Back in the headlines after a kiss-and-tell story on the Tory MP Jerry Hayes, 53-year-old Mr Clifford is a latter day privateer who deals not in pirate gold, but in reputations, celebrity shenanigans, image-making and destruction. Hype seems too small a word for the business of Max Clifford Associates.

Although his company does conventional PR work for such firms as Laing Homes, and the car company Seat, Mr Clifford has come to fame by a different route. Over recent years he has become the Mr Fixit of sleaze, the man who channels rivers of salacious revelations in the direction of lucrative contacts with Britain's tabloid press. Clients have included the actress Antonia de Sancha ("victim" Mr Mellor), Bienvenida Buck (Air Chief Marshal Sir Peter Harding) and Valerie Harkess and her daughters (former Tory minister Alan Clark).

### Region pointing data
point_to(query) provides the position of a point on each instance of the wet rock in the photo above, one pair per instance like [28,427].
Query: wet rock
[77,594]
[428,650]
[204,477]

### Task requirements
a: Quote the stretch of the passage about Max Clifford from "Although his company" through "minister Alan Clark).".
b: In the passage about Max Clifford, which car company is named as a client of his conventional PR work?
c: Continue the passage about Max Clifford from where it stops.

### Answers by item number
a:
Although his company does conventional PR work for such firms as Laing Homes, and the car company Seat, Mr Clifford has come to fame by a different route. Over recent years he has become the Mr Fixit of sleaze, the man who channels rivers of salacious revelations in the direction of lucrative contacts with Britain's tabloid press. Clients have included the actress Antonia de Sancha ("victim" Mr Mellor), Bienvenida Buck (Air Chief Marshal Sir Peter Harding) and Valerie Harkess and her daughters (former Tory minister Alan Clark).

b: Seat

c:
As one of his competitors put it: "If Adam came back to dish the dirt on Eve, he could do worse than hire Max."

But although Mr Clifford is wealthy he avoids the lifestyle of the rich and famous. All his fees for radio and television appearances go direct to the Royal Marsden Hospital's Child Cancer Unit and Arthritis Care. The Marsden has benefited by pounds 20,000 in recent years. He says little about these activities, and insists his job has been all about exposing hypocrisy.